==== DATA EXTRACTS ====

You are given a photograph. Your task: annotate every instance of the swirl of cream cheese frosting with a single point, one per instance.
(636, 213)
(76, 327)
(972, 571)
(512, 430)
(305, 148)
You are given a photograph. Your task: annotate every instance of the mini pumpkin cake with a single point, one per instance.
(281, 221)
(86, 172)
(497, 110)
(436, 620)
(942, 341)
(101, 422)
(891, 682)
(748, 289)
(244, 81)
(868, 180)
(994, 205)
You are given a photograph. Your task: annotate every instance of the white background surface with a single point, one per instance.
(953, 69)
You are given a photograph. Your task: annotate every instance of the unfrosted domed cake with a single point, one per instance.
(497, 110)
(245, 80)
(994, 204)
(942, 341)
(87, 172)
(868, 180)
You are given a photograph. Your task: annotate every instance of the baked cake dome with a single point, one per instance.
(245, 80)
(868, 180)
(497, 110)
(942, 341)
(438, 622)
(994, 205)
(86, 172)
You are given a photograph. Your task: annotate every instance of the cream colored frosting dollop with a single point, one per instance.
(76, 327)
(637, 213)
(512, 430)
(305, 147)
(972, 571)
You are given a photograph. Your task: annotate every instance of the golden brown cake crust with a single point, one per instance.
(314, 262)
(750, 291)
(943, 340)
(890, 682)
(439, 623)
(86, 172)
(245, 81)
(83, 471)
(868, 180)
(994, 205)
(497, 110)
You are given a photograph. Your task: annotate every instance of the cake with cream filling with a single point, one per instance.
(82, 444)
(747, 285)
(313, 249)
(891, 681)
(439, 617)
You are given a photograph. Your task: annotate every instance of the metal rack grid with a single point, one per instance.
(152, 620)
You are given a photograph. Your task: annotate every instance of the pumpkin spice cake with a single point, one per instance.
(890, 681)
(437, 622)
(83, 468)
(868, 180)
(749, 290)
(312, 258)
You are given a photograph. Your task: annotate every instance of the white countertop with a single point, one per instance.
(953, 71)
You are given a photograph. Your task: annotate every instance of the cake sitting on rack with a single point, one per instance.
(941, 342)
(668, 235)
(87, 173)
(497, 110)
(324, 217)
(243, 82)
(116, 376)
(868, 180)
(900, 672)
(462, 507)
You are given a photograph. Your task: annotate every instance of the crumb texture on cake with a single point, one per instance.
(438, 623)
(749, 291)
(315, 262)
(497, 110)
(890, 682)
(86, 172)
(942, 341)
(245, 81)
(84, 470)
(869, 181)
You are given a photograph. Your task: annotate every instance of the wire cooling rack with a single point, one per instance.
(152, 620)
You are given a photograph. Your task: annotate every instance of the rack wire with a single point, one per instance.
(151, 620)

====

> _WHAT TO PRODUCE_: Say every entry again, exactly as it reads.

> _ANSWER BOX_:
You are given a photograph. Your task: annotate every instance of the swirl of cream cheese frosting with a single point, one per instance.
(636, 213)
(76, 327)
(972, 571)
(512, 430)
(305, 148)
You are given a photograph. Your task: annotate every instance of the mini pumpkin cake with a single point, one per instance.
(281, 221)
(86, 172)
(497, 110)
(436, 620)
(942, 341)
(101, 422)
(891, 682)
(748, 289)
(244, 81)
(868, 180)
(994, 205)
You are given a photograph. Your task: annotate every instance of the white background surface with a single point, one per instance.
(953, 69)
You are given a photograph. Your task: annotate every instance of the unfrosted domed cake with a single point, one per instance.
(497, 110)
(245, 80)
(994, 204)
(942, 341)
(87, 172)
(868, 180)
You are given a photograph. Your task: annotate every instance of the baked cake dome with a single point, one per instance.
(245, 80)
(868, 180)
(497, 110)
(942, 341)
(438, 622)
(994, 205)
(86, 172)
You are given a photograph. Your task: annotate every instance of the cream colored frosting dollop with a single point, one per instance.
(76, 327)
(637, 213)
(512, 430)
(305, 147)
(972, 571)
You are given a photograph. Your task: annotate every instance of the golden brown cake crust with a single point, one per instance.
(314, 262)
(750, 291)
(943, 340)
(890, 682)
(439, 623)
(86, 172)
(245, 81)
(83, 471)
(868, 180)
(994, 205)
(497, 110)
You are given a photograph. Your task: annotate every instance of the cake with cream filling with a single point, one per instance.
(82, 444)
(747, 285)
(313, 249)
(891, 681)
(439, 617)
You are given a photograph. Your task: annotate every instance of the metal rack grid with a single point, one per instance.
(152, 620)
You are given a photograph. Your task: annotate every instance of the pumpkin spice cake with a single point, one per instance.
(890, 681)
(437, 622)
(83, 468)
(868, 180)
(749, 290)
(312, 258)
You are given a photograph. Your task: annotate every instance of the white countertop with a single point, one per instance.
(953, 71)
You are given a photograph. Your task: annotate every instance of the cake sitting on rack with a single point, one per instance.
(941, 342)
(668, 235)
(87, 173)
(497, 110)
(324, 217)
(243, 82)
(116, 376)
(868, 180)
(900, 672)
(462, 507)
You are given a photograph. Your task: annotate every instance of the crumb texture on cake with a single point, one per instance.
(438, 623)
(749, 291)
(315, 262)
(497, 110)
(890, 682)
(86, 172)
(942, 341)
(245, 81)
(84, 470)
(869, 181)
You are given a photograph. Your task: annotate every instance of the wire cooling rack with a single point, one per instance.
(152, 620)
You are given a photograph. Your task: annotate every instance of the rack wire with a single point, one per instance.
(151, 620)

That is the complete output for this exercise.